**RECORDS FOR THIS EXERCISE**:
○ ○ ○ ○ ○

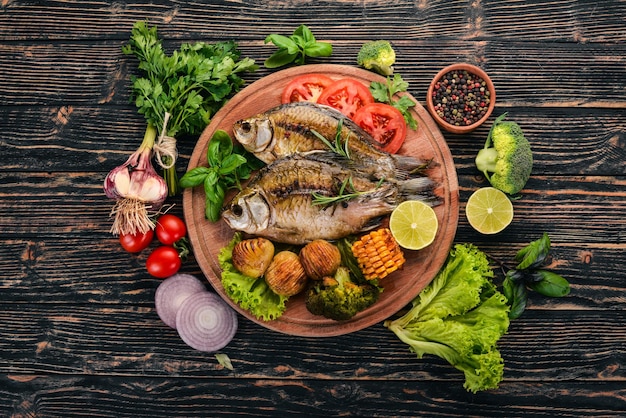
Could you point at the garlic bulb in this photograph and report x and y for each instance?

○ ○ ○ ○ ○

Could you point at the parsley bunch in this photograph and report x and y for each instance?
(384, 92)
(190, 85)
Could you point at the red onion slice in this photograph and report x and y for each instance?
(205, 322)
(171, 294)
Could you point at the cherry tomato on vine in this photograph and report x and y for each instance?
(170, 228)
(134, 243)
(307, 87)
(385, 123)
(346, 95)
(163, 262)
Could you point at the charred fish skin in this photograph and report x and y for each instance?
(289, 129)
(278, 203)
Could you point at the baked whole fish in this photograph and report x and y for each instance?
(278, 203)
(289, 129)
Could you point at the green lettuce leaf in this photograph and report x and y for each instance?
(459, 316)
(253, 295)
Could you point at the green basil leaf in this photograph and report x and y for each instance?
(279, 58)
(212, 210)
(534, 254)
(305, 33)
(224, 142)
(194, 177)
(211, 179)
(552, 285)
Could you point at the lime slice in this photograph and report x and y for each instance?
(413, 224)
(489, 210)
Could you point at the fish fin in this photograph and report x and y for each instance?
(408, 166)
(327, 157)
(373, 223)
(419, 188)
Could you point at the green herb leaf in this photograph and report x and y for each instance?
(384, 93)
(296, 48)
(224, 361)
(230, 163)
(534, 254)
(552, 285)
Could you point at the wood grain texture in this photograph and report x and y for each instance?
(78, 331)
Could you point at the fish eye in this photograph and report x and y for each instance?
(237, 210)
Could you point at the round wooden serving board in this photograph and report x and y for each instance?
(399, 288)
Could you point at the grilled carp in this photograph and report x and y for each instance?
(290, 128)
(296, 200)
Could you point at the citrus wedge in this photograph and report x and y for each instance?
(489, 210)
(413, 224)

○ ○ ○ ○ ○

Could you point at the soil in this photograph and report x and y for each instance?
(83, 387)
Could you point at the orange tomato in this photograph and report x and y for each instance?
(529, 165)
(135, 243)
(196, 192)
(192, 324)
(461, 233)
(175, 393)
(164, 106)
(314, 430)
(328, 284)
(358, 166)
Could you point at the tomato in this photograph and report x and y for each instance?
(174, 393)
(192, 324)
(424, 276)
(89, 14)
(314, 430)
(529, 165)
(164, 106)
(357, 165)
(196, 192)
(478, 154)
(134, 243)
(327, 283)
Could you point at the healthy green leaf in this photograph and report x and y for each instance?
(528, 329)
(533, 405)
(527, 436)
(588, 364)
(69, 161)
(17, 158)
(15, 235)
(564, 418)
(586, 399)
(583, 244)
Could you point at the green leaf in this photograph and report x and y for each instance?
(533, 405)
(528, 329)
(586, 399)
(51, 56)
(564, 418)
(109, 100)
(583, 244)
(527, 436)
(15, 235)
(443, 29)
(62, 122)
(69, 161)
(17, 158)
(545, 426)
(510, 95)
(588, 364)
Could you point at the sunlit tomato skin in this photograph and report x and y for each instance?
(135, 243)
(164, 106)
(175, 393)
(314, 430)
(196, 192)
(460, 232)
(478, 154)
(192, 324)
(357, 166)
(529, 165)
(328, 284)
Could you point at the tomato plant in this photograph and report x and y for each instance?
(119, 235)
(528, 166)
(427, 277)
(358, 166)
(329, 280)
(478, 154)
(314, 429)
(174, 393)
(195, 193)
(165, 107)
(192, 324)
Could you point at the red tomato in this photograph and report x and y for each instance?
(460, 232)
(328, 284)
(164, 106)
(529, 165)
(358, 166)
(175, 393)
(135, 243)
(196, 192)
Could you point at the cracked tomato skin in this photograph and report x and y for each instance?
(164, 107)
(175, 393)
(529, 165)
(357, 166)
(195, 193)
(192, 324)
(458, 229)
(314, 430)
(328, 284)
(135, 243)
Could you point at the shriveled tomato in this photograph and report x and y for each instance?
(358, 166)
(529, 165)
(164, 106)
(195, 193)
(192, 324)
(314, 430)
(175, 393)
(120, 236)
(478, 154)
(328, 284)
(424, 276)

○ ○ ○ ○ ○

**EXERCISE DESCRIPTION**:
Tally the lines in the data above that contain the string "fish", treating uppercase and lowercase as different, and reply with only the number.

**RESULT**:
4